§ What this task involves
Your answer should consist solely of the lines from the first line of the data through the line with "</instance>", each reproduced exactly.

[Stored items from a collection]

= Beginning of Section =

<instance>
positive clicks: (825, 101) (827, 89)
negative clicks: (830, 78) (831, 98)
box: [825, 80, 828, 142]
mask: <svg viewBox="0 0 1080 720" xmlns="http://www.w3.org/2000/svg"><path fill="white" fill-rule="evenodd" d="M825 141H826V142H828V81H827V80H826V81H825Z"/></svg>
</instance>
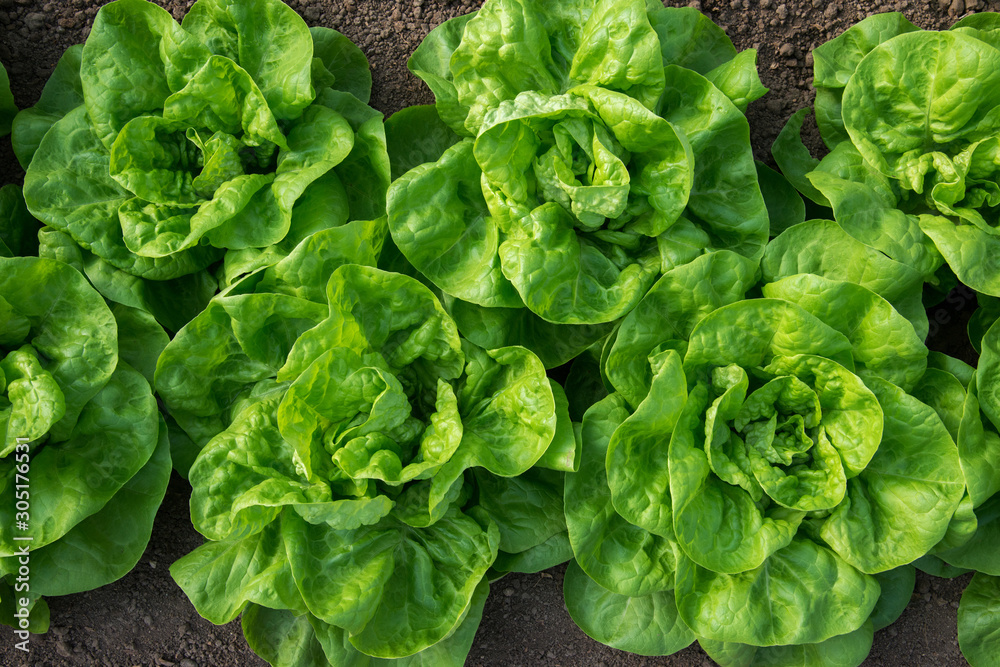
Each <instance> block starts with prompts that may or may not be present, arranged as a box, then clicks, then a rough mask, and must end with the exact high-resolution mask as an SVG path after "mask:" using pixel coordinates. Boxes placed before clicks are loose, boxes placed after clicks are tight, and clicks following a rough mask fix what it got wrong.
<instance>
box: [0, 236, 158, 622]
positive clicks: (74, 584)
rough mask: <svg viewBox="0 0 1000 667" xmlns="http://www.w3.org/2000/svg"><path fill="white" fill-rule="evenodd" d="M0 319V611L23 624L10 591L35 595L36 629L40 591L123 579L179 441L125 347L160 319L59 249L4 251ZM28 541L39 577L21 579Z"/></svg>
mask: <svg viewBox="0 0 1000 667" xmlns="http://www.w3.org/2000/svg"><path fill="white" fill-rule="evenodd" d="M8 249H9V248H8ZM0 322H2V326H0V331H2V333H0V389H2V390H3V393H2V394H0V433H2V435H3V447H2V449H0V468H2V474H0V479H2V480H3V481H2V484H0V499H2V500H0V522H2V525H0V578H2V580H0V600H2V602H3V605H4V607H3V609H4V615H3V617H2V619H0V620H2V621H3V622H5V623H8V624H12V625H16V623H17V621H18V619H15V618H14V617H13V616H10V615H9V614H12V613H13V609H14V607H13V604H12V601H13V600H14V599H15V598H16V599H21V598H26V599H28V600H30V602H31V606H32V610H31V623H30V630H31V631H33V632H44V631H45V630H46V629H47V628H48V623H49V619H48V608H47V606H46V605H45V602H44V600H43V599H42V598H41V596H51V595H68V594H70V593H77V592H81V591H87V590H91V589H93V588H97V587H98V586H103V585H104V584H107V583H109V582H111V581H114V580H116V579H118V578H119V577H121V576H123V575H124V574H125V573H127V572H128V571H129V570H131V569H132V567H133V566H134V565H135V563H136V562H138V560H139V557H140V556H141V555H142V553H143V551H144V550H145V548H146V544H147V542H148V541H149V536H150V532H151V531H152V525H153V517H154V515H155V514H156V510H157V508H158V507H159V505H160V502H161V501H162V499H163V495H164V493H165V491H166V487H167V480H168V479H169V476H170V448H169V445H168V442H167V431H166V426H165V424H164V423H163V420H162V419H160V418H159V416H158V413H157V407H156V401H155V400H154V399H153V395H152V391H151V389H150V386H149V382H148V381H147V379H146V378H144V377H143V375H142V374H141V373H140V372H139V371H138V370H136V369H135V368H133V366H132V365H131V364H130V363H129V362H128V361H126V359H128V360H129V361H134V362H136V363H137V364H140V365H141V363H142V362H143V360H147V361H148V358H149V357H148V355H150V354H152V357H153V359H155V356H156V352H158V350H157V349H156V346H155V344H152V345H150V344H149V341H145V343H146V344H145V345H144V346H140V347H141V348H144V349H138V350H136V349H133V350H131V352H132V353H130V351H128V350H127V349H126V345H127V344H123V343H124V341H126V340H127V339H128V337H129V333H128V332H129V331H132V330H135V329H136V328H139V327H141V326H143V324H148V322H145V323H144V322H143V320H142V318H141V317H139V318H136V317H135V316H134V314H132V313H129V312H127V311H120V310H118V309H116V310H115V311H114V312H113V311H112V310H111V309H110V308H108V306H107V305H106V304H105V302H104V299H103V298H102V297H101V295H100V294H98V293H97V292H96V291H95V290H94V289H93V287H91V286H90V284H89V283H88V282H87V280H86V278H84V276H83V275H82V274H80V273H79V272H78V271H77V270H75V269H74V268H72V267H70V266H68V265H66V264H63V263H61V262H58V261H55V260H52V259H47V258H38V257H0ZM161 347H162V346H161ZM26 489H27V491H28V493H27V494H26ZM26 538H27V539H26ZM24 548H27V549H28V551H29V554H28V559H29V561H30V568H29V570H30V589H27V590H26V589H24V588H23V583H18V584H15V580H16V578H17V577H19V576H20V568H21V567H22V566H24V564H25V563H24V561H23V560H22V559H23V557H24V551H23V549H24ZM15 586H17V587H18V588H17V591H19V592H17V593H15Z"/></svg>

= End of Section =

§ Answer space
<instance>
positive clicks: (825, 101) (827, 89)
negative clicks: (830, 78) (831, 98)
box: [825, 80, 828, 142]
mask: <svg viewBox="0 0 1080 720" xmlns="http://www.w3.org/2000/svg"><path fill="white" fill-rule="evenodd" d="M825 141H826V142H828V81H827V80H826V81H825Z"/></svg>
</instance>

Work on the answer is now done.